_OBJECTIFS_.
a: D'après l'extrait sur les Panthères Roses, avec quel mouvement le groupe dit-il ne pas vouloir rompre ?
b: Indiquez si chaque affirmation concorde avec l'extrait sur les Panthères Roses, en répondant oui ou non et en citant les mots décisifs de l'extrait : (i) le groupe veut rompre avec le mouvement LGBT classique ; (ii) le groupe s'adresse à la communauté gay et lesbienne ; (iii) aucune résistance n'est actuellement opposée à la montée de l'ordre moralo-sécuritaire.

_EXTRAIT SOURCE_.
# # # # # # #

Les Panthères Roses, un pavé dans la mare des hétérosexistes, mais peut-être aussi un pavé dans la mare gay qui, en grande majorité, depuis l’avènement du PACS pense que tout va pour le mieux et s’est considérablement dépolitisée ?
Nous ne souhaitons pas rompre avec le mouvement LGBT classique, mais il y a un vide que nous voulons combler, des attentes de la part de certains gays, de certaines lesbiennes auxquelles nous voulons répondre. A l’heure actuelle, aucune résistance n’est opposée à la montée de l’ordre moralo-sécuritaire. C’est pourquoi nous opérons un retour à des modes d’action percutants. C’est à la communauté gay et lesbienne que nous nous adressons, afin qu’elle renoue avec une réflexion politique et que sa visibilité soit assurée au sein du mouvement social qui peut se nourrir de l’apport particulier des gays et des lesbiennes.
Beaucoup de motifs de rugir en ce moment, y a-t-il des choses qui vous font plus rugir que d’autres ?

# # # # # # #

_DONNÉES EXTRAITES_.
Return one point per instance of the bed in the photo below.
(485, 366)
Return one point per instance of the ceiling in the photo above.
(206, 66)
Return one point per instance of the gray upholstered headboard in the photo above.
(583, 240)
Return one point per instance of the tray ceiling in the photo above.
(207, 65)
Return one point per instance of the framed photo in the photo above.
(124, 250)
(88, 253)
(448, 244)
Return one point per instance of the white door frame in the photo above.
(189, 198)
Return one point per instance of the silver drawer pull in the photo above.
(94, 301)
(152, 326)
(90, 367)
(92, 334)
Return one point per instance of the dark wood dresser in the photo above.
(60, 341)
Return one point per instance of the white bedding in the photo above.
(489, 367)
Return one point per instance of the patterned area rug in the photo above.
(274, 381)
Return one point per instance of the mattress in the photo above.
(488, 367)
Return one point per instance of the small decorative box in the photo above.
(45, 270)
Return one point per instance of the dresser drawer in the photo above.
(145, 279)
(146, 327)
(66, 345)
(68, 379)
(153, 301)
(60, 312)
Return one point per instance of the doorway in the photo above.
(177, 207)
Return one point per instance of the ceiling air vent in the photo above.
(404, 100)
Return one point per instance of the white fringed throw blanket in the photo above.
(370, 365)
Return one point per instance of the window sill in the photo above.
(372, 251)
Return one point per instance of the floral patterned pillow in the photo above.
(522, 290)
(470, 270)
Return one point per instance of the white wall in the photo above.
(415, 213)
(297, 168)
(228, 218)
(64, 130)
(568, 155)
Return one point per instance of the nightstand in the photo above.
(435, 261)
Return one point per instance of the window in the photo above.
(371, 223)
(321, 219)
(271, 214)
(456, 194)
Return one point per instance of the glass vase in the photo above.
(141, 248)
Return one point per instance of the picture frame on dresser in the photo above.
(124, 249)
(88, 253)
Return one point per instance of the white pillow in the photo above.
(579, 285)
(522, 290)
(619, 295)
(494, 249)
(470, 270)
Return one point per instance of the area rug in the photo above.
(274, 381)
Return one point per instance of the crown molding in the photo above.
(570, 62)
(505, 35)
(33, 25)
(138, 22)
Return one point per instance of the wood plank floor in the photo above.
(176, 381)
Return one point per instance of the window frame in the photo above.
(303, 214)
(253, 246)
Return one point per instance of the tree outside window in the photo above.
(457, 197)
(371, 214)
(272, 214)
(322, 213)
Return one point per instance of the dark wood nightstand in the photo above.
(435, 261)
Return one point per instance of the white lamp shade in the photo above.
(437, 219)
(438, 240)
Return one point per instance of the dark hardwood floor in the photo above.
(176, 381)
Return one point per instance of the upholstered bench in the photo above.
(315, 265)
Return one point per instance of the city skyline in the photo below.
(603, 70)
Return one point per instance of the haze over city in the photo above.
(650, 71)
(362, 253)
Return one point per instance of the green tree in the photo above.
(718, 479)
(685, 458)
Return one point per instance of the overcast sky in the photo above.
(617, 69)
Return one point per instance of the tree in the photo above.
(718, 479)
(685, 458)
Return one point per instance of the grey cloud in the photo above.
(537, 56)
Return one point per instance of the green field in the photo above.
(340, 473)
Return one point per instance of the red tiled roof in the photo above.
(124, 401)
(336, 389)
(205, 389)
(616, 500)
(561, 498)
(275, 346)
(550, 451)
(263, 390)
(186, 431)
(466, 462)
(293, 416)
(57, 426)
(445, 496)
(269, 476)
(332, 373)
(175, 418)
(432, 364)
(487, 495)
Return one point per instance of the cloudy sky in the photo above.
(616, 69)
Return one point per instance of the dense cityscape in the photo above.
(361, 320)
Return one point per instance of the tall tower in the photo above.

# # # # # # #

_RÉPONSES ATTENDUES_.
a: Avec le mouvement LGBT classique.

b:
(i) Non : « Nous ne souhaitons pas rompre avec le mouvement LGBT classique »
(ii) Oui : « C’est à la communauté gay et lesbienne que nous nous adressons »
(iii) Oui : « A l’heure actuelle, aucune résistance n’est opposée à la montée de l’ordre moralo-sécuritaire. »